Exercise: Could you copy out the records, starting with the line with "Target: umbrella pole" and going on through the line with "[(344, 358)]", keeping every request line and multiplying each coordinate in the answers by 1.15, rounded to a whole number with halves rounded up? Give only those lines, both end lines included.

Source data:
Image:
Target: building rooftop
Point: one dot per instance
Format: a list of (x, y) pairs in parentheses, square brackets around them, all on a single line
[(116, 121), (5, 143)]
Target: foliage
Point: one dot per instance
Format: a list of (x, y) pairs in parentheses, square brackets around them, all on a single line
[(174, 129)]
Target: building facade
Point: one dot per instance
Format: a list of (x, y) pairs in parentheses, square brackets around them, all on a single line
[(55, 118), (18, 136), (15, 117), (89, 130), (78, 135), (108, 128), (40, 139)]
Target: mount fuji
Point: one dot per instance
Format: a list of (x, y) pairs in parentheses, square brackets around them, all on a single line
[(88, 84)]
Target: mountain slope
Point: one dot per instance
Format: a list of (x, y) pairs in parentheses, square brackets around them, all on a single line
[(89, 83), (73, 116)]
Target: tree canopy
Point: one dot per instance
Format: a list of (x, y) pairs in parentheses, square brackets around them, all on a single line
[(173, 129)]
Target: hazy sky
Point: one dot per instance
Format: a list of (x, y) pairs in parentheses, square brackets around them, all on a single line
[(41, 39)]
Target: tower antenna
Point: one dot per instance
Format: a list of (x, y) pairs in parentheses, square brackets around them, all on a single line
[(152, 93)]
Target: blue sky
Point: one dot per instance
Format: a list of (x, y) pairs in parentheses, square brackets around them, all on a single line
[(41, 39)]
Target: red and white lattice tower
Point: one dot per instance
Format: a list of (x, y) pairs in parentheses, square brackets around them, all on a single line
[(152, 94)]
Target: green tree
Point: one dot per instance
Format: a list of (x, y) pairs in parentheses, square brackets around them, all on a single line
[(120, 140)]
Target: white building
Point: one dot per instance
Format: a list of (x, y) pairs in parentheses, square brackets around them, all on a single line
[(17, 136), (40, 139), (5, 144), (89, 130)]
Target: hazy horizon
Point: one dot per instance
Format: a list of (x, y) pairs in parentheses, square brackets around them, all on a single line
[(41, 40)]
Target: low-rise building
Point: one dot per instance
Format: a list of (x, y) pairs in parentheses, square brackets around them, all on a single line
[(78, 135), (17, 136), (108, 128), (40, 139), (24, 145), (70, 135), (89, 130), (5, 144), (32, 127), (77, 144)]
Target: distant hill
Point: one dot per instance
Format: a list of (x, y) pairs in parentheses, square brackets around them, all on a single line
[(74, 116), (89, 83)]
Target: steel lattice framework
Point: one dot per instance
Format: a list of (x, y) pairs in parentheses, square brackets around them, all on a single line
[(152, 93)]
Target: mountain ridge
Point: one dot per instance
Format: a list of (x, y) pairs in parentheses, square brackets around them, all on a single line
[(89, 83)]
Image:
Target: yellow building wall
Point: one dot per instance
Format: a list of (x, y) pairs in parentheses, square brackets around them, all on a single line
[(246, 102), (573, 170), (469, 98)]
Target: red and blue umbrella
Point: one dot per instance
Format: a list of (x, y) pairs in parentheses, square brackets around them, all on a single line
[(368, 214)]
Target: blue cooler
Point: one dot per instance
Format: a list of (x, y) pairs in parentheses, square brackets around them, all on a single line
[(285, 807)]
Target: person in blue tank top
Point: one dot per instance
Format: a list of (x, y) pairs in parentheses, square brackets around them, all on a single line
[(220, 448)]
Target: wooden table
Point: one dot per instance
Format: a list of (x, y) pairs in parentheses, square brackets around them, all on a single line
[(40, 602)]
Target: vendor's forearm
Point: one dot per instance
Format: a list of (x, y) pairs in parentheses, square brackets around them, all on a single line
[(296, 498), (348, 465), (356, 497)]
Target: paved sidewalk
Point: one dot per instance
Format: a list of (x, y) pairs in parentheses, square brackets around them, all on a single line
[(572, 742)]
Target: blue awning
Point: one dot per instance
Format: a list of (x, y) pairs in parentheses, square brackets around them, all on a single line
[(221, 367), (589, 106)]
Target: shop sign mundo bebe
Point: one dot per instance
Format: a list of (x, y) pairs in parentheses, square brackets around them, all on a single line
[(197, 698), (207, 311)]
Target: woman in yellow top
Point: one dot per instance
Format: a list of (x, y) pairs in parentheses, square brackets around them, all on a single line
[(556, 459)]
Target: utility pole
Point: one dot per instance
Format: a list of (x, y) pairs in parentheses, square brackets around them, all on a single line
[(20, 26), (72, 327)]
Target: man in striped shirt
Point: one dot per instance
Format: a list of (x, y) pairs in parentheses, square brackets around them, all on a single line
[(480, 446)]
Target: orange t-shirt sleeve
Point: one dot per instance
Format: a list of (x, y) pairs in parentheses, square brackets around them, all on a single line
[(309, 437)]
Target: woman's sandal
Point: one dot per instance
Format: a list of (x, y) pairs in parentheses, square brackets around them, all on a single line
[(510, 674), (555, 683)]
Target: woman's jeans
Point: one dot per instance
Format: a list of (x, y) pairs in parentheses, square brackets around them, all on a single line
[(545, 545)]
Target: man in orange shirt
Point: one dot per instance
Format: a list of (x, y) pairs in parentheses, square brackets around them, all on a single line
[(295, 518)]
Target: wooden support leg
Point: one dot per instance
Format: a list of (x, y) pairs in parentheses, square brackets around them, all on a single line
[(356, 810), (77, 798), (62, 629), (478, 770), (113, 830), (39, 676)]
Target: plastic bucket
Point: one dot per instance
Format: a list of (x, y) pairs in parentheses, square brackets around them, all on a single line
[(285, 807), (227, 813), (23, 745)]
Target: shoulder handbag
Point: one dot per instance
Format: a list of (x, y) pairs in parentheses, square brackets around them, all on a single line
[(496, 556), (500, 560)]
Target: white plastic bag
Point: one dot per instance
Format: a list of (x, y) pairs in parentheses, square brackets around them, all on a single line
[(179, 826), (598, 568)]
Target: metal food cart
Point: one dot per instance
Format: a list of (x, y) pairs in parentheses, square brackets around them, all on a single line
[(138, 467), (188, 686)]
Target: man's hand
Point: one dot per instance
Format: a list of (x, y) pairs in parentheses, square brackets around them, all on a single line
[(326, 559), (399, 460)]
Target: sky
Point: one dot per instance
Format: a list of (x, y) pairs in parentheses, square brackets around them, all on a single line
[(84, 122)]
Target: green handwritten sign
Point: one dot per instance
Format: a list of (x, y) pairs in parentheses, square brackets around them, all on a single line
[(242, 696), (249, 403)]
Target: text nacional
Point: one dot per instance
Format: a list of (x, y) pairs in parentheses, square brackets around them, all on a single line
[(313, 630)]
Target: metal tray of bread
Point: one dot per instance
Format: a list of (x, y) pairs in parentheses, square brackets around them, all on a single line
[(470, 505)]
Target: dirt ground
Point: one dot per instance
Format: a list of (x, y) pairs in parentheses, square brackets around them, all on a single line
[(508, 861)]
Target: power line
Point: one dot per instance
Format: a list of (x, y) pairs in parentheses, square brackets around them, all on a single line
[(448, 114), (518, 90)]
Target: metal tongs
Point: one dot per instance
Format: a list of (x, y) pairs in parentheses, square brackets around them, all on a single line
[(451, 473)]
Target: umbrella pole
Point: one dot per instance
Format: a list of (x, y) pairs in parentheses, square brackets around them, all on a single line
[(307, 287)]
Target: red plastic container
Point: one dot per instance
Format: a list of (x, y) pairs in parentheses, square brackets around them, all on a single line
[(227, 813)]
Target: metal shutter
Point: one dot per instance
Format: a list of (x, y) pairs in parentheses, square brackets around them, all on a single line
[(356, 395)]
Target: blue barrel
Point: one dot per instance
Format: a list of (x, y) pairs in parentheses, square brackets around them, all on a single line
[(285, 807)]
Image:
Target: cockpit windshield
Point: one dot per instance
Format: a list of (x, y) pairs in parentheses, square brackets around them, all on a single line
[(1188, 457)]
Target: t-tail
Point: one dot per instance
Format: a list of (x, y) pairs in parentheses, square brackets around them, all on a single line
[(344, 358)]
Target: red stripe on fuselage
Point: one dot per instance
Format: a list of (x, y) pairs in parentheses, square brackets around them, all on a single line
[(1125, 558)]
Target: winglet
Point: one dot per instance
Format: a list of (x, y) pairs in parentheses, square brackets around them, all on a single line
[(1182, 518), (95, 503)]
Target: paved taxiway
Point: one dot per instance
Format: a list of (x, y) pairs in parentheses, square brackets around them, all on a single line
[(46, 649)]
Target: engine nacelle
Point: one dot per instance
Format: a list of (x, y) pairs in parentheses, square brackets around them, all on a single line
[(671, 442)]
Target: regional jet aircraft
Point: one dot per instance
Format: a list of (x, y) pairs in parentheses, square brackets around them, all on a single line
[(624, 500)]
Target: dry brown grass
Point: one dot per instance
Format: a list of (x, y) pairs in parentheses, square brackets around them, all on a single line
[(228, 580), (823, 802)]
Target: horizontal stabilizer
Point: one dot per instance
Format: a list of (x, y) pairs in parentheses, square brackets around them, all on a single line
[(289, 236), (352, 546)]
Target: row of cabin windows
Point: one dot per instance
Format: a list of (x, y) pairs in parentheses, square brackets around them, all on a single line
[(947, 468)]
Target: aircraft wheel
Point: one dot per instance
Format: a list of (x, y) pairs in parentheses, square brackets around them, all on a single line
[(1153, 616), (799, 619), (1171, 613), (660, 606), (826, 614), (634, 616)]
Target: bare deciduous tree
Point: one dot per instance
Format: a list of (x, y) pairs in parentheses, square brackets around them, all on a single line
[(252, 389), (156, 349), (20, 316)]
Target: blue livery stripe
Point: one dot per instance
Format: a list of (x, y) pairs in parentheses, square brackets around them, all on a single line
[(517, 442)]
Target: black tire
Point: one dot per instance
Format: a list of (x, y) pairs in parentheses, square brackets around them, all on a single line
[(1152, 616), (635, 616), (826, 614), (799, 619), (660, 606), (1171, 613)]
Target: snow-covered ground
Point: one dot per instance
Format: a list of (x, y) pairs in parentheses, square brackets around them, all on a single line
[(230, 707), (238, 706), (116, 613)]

Expected answer:
Target: umbrella pole
Point: one dot per instance
Format: a list of (x, y) pairs in parentheses, square brackets around them, all on a single line
[(353, 330)]
Target: red plastic container
Point: one dot per instance
Format: a list of (x, y) pairs in parentheses, square brackets around them, all on a single line
[(261, 935)]
Target: metal shutter
Point: one dot per instance
Format: a list of (x, y) pairs in parentheses, square brackets around them, all on a single line
[(409, 454)]
Target: blue barrel
Point: one dot per instance
Format: a list of (x, y) pairs in parentheses, square brackets around them, all on a single line
[(328, 928)]
Image:
Target: cockpit windshield
Point: one dot per instance
Format: a list of (x, y) pairs in parentheses, square brackets around them, all on a single line
[(1366, 526)]
Target: t-tail
Point: one dot per instance
Format: a list of (x, y) pairs in parentheses, square brackets around them, all on a single line
[(396, 412)]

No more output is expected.